Copy the lines of the listing below word for word, starting at the line that contains "of the sign" and ending at the line that contains "[[828, 370]]", with both of those lines included.

*MATERIAL PROVIDED*
>> START

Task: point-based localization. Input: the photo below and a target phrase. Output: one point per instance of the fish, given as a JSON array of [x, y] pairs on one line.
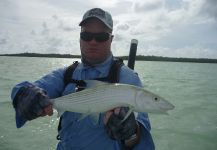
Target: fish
[[99, 97]]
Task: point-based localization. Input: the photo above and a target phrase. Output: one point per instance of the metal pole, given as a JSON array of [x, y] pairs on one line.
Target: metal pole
[[132, 54]]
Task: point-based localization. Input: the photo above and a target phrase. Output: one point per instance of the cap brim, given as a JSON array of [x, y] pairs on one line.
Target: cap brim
[[19, 120], [83, 21]]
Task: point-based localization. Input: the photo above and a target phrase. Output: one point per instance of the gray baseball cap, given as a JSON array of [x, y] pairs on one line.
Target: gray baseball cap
[[100, 14]]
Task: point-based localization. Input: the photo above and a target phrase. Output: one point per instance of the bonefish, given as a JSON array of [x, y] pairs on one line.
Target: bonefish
[[100, 97]]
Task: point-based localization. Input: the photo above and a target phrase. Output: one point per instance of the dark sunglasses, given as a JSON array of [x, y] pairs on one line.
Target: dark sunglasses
[[99, 37]]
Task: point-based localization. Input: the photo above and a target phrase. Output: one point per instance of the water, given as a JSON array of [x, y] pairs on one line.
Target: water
[[191, 87]]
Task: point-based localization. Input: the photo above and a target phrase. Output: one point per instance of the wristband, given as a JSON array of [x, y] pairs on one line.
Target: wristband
[[134, 139]]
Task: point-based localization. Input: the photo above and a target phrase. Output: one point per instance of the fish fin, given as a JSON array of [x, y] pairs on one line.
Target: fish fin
[[128, 114], [95, 118], [59, 113], [93, 83], [83, 116]]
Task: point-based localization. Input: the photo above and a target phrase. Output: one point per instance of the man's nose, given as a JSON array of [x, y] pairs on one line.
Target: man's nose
[[93, 41]]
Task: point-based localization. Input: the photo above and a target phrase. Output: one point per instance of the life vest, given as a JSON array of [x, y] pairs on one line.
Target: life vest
[[113, 77]]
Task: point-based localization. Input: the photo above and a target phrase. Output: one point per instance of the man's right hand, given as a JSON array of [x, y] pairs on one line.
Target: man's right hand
[[32, 102]]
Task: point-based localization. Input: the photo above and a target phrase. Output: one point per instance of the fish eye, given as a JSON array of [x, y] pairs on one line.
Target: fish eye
[[156, 99]]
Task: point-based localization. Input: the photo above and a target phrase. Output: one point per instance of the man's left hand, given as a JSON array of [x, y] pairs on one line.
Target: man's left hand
[[117, 129]]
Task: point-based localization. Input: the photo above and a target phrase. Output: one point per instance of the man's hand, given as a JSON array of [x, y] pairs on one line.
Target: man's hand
[[32, 102], [117, 129]]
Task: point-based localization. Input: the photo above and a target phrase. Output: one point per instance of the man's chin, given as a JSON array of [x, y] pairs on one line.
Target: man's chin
[[93, 60]]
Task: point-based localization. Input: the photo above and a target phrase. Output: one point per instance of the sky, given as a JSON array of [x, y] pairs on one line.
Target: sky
[[168, 28]]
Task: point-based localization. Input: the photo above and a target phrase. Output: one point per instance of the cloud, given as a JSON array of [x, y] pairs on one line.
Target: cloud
[[162, 27], [209, 9], [147, 6]]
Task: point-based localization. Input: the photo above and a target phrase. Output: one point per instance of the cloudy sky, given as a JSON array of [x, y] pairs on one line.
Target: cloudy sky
[[172, 28]]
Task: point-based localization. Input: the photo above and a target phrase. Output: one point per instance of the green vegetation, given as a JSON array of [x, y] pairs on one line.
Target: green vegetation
[[138, 58]]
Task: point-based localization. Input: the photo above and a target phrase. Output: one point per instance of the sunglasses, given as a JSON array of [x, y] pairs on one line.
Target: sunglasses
[[99, 37]]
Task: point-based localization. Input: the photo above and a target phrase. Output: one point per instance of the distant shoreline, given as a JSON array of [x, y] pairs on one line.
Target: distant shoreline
[[138, 57]]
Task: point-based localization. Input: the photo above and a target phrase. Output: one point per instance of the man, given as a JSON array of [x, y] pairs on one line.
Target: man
[[30, 100]]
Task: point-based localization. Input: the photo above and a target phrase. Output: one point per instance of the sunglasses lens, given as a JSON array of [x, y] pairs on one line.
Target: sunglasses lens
[[99, 37], [86, 36]]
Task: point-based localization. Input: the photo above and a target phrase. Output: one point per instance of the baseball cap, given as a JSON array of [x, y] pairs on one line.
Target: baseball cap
[[100, 14]]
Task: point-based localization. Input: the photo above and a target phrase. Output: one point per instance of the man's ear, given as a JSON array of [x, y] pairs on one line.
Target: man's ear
[[112, 38]]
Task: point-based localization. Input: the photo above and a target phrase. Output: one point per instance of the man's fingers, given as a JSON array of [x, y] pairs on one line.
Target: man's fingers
[[107, 116], [48, 110], [117, 110]]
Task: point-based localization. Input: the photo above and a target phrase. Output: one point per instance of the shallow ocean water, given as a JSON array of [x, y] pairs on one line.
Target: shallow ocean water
[[191, 87]]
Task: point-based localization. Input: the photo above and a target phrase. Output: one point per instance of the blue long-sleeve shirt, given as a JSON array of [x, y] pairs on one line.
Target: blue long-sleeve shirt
[[85, 133]]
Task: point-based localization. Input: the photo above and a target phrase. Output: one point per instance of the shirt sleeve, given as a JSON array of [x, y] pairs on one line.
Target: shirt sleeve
[[129, 76], [52, 83]]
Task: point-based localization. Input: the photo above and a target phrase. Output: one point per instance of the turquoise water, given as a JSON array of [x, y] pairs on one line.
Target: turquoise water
[[191, 87]]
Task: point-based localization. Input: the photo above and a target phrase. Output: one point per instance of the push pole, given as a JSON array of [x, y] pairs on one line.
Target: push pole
[[132, 54]]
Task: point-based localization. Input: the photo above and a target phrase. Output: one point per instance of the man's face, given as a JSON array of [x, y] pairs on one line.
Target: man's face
[[92, 51]]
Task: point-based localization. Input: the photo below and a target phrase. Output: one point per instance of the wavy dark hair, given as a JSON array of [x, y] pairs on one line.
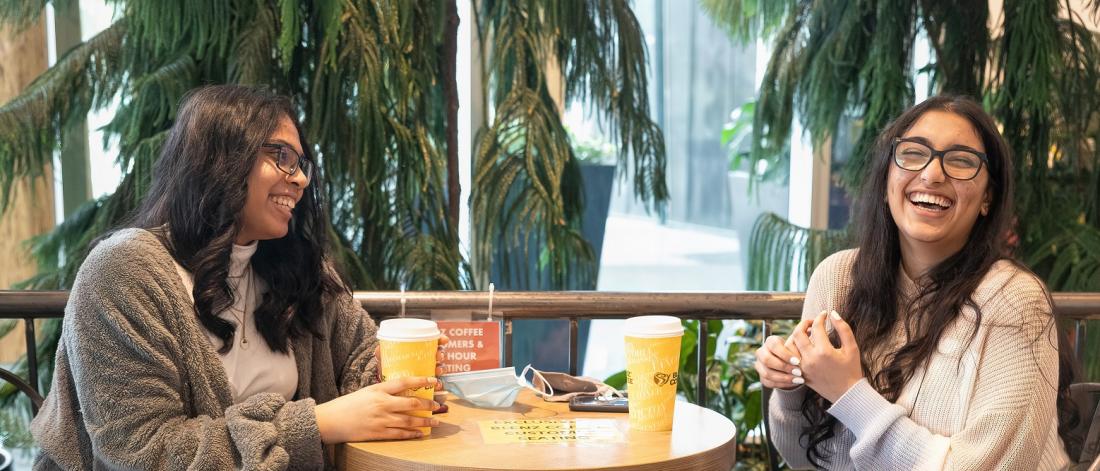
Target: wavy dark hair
[[871, 307], [194, 206]]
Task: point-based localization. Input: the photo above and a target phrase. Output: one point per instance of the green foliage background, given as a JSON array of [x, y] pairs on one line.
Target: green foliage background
[[369, 84], [1036, 69]]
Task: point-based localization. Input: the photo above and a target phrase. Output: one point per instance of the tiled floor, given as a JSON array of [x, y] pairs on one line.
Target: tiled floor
[[640, 254]]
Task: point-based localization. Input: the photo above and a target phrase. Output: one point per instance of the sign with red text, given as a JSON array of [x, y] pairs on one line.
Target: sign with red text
[[474, 344]]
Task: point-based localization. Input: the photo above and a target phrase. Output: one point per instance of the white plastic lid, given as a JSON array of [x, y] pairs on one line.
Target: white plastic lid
[[407, 329], [653, 327]]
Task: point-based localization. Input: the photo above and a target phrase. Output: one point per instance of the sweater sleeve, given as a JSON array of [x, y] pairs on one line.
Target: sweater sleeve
[[784, 409], [125, 364], [1010, 413], [354, 341]]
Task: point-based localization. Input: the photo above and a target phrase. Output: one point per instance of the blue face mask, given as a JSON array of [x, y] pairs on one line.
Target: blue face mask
[[496, 387]]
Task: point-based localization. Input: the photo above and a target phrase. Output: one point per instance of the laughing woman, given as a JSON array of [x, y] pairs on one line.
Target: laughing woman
[[948, 354], [212, 333]]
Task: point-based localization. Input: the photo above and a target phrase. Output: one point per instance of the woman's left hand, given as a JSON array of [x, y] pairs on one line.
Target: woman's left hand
[[828, 370]]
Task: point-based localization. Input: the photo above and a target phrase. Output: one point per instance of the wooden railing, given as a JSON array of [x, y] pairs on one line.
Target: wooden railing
[[572, 306]]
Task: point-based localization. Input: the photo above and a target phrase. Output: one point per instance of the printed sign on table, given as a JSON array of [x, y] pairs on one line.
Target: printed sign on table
[[549, 430], [474, 346]]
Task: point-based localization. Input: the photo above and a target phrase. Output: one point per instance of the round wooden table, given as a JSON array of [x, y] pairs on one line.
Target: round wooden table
[[701, 439]]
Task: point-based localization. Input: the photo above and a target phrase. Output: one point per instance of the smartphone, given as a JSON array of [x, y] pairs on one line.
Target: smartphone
[[597, 404]]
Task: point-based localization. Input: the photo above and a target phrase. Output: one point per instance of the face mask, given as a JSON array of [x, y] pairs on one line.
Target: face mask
[[496, 387]]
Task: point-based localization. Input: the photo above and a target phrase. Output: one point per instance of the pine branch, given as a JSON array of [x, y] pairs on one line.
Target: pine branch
[[33, 124]]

>> END

*REPLY*
Task: point-based localization. Input: the photo above and a target phrase. Output: one point per instance of the sign with red text, given as a JSON array of [x, y] pairs on one line.
Target: sign with red text
[[474, 344]]
Task: point-based localization. Input: the photo above and a target phrase. Output: one point per instance of the white plastic lid, given as a JSON array of [x, y] pairs on one line.
Target: white plastic lid
[[407, 329], [653, 327]]
Task: point-based localization. Input: the photo above and a target phrase. Output: one point per instance of the sweater sleeve, given as a JSON array of [x, y] pairs on one line.
Target: sweater sleeve
[[784, 409], [125, 364], [1010, 413], [354, 341]]
Task: point-based localization. Input: the photo above and a target phrase. Output: one point per instance of the blue face mask, given as a JSON array of [x, y] pairs on one line.
Target: blue face mask
[[496, 387]]
Task: point-based localization. Input: the photo above and a target phrase. Output: one point per instance of the laughing woman, given as a JSON array of [x, y] pairs on one line.
Target: laughing woman
[[948, 354], [212, 333]]
Task: point-based localization. Input: the photo above and a target phrase. Output: one point per instance of the woman's left hand, given as a JSON array of [x, y] pairs on one line.
Target: woman's left hand
[[828, 370]]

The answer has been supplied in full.